Lines of data
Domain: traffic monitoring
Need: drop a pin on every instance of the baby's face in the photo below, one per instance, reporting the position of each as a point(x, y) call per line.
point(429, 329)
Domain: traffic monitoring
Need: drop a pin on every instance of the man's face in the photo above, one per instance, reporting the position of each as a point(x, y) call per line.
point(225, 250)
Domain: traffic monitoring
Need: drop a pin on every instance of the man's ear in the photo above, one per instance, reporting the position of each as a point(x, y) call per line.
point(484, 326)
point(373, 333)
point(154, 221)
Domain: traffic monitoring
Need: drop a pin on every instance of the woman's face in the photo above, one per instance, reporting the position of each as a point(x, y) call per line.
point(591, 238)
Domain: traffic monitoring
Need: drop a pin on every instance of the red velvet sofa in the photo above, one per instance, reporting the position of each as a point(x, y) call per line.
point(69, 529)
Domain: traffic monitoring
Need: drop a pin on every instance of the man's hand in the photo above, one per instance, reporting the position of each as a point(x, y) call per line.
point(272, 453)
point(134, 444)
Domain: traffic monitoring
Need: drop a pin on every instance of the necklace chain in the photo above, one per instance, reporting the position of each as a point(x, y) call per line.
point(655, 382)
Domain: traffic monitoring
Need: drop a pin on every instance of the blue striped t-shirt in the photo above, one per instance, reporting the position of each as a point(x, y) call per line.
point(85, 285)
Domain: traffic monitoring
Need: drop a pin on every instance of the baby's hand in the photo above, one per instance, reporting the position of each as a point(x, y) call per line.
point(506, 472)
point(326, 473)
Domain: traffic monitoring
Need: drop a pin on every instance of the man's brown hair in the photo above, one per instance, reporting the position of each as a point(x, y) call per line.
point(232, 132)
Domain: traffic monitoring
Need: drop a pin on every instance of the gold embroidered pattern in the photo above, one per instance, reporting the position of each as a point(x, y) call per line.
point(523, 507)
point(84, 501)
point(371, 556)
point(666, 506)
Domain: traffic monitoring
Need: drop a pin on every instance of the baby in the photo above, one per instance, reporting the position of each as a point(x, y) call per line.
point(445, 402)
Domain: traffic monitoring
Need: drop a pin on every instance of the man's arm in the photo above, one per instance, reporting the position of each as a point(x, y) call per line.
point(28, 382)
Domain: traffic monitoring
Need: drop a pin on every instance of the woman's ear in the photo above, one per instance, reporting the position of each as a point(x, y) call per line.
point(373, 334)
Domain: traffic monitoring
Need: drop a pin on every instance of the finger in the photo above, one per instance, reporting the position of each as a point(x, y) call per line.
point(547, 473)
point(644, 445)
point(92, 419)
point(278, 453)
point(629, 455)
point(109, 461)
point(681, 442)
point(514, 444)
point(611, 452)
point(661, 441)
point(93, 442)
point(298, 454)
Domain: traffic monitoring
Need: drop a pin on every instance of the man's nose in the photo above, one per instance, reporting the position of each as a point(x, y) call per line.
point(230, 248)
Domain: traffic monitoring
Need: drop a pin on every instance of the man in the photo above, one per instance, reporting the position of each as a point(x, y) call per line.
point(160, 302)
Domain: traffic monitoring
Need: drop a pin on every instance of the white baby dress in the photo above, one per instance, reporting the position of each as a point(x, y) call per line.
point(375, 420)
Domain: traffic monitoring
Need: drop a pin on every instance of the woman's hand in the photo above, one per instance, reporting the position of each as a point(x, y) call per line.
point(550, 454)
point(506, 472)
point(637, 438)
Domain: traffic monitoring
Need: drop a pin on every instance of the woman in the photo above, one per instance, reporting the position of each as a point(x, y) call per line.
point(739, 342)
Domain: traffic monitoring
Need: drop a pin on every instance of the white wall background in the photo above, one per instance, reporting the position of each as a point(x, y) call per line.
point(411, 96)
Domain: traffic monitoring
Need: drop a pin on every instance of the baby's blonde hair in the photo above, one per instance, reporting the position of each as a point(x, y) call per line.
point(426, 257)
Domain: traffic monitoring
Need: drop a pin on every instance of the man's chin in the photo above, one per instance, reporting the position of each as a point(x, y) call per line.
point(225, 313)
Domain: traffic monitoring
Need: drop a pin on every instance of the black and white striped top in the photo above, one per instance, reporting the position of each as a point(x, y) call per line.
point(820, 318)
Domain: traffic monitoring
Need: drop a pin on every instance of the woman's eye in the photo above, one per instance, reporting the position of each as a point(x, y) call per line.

■ **What the exercise asks**
Lay out every line of the records above as a Markdown table with the columns Row and Line. Put each line's number under Row and the line itself under Line, and leave out blank lines.

■ **The result**
| Row | Line |
|---|---|
| 1 | Domain: traffic monitoring |
| 2 | Need: drop a pin on every instance of the baby's face in the photo below, one per instance, reporting the position of each as a point(x, y) call per line. |
| 3 | point(429, 329) |
| 4 | Domain: traffic monitoring |
| 5 | Need: drop a pin on every instance of the man's face in the photo above, one per instance, reporting the position of each as a point(x, y) call per line. |
| 6 | point(225, 250) |
| 7 | Domain: traffic monitoring |
| 8 | Need: drop a pin on every instance of the man's ear in the photo above, one per instance, reporting the position of each as a point(x, y) call per line. |
| 9 | point(484, 326) |
| 10 | point(373, 333) |
| 11 | point(154, 221) |
| 12 | Domain: traffic monitoring |
| 13 | Need: drop a pin on every instance of the woman's face in the photo above, one per instance, reporting the position of each as a point(x, y) call per line. |
| 14 | point(591, 238) |
| 15 | Domain: traffic monitoring |
| 16 | Need: drop a pin on every instance of the red velvet sofa in the photo above, one per instance, reporting the position of each as a point(x, y) call per line. |
| 17 | point(69, 529) |
| 18 | Domain: traffic monitoring |
| 19 | Need: drop a pin on every instance of the man's hand in the photo above, one per instance, reporting the position of each as a point(x, y) call per line. |
| 20 | point(272, 453) |
| 21 | point(134, 444) |
| 22 | Domain: traffic monitoring |
| 23 | Need: drop a pin on every instance of the necklace chain in the photo above, one per instance, reporting the position of each as a point(x, y) call per line. |
| 24 | point(655, 382) |
| 25 | Domain: traffic monitoring |
| 26 | Need: drop a pin on every instance of the blue striped t-shirt in the photo above, one per instance, reporting the position of each as a point(x, y) call per line. |
| 27 | point(85, 285) |
| 28 | Domain: traffic monitoring |
| 29 | Need: drop a pin on every instance of the baby's hand in the photo above, one per instance, reporting the position of each as a point(x, y) call per line. |
| 30 | point(506, 472) |
| 31 | point(326, 473) |
| 32 | Domain: traffic monitoring |
| 33 | Need: drop a pin on every instance of the man's brown hair in the photo above, one per instance, reporting the position of each as a point(x, y) call per line. |
| 34 | point(232, 132) |
| 35 | Domain: traffic monitoring |
| 36 | Need: drop a pin on every instance of the gold embroidered pattern in the photo above, one per instance, reporting the position of each as a point(x, y) call per line. |
| 37 | point(523, 507) |
| 38 | point(84, 501) |
| 39 | point(371, 556) |
| 40 | point(666, 506) |
| 41 | Domain: traffic monitoring |
| 42 | Need: drop a pin on every instance of the baby in the photo above, one per instance, reporting the position of each as a point(x, y) call per line. |
| 43 | point(445, 402) |
| 44 | Domain: traffic monitoring |
| 45 | Need: drop a pin on every instance of the man's arm in the photo above, one per instance, reporting the position of each as a point(x, y) call per line. |
| 46 | point(28, 382) |
| 47 | Domain: traffic monitoring |
| 48 | Need: drop a pin on every instance of the woman's ear in the photo above, one per instance, reporting the position of each as a point(x, y) call per line. |
| 49 | point(373, 334) |
| 50 | Domain: traffic monitoring |
| 51 | Need: drop a pin on every instance of the finger in the photo above, one per instance, reporting the position of each as a point(x, y) call per line. |
| 52 | point(547, 473) |
| 53 | point(644, 445) |
| 54 | point(92, 419) |
| 55 | point(278, 453) |
| 56 | point(629, 455) |
| 57 | point(109, 461) |
| 58 | point(681, 442) |
| 59 | point(514, 444) |
| 60 | point(611, 452) |
| 61 | point(661, 441) |
| 62 | point(93, 442) |
| 63 | point(298, 454) |
| 64 | Domain: traffic monitoring |
| 65 | Need: drop a pin on every instance of the man's nose in the photo above, one per instance, reporting the position of each as a point(x, y) call per line. |
| 66 | point(230, 248) |
| 67 | Domain: traffic monitoring |
| 68 | Need: drop a pin on every instance of the man in the photo above, one per instance, reporting the position of each as a point(x, y) call per line. |
| 69 | point(160, 302) |
| 70 | Domain: traffic monitoring |
| 71 | Need: drop a pin on every instance of the white baby dress in the photo above, one per instance, reporting the position of each as a point(x, y) call per line. |
| 72 | point(375, 420) |
| 73 | Domain: traffic monitoring |
| 74 | Need: drop a pin on every instance of the woman's hand in the photo above, one per instance, reporting the position of each as a point(x, y) call per line. |
| 75 | point(550, 454) |
| 76 | point(506, 472) |
| 77 | point(637, 438) |
| 78 | Domain: traffic monitoring |
| 79 | Need: drop a pin on every instance of the woman in the photo above, one per instance, reporting the position of each as a point(x, y) call per line. |
| 80 | point(739, 342) |
| 81 | Domain: traffic monitoring |
| 82 | Need: drop a pin on every instance of the white wall background in the photo above, one per instance, reporting the position of each as a point(x, y) call per line. |
| 83 | point(411, 96) |
| 84 | Domain: traffic monitoring |
| 85 | Need: drop a pin on every instance of the baby's blonde hair in the photo above, one per instance, reporting the position of each as a point(x, y) call per line. |
| 86 | point(426, 257) |
| 87 | Domain: traffic monitoring |
| 88 | Need: drop a pin on every instance of the man's chin in the photo above, one per instance, reporting the position of each as a point(x, y) call per line. |
| 89 | point(225, 313) |
| 90 | Domain: traffic monitoring |
| 91 | Need: drop a pin on every instance of the black and white striped top in the photo above, one per instance, reporting the position of each as a point(x, y) call per line. |
| 92 | point(820, 318) |
| 93 | Domain: traffic monitoring |
| 94 | Need: drop a pin on every instance of the woman's eye in the photo above, one per instance, reporting the position of each as a point(x, y) call per line. |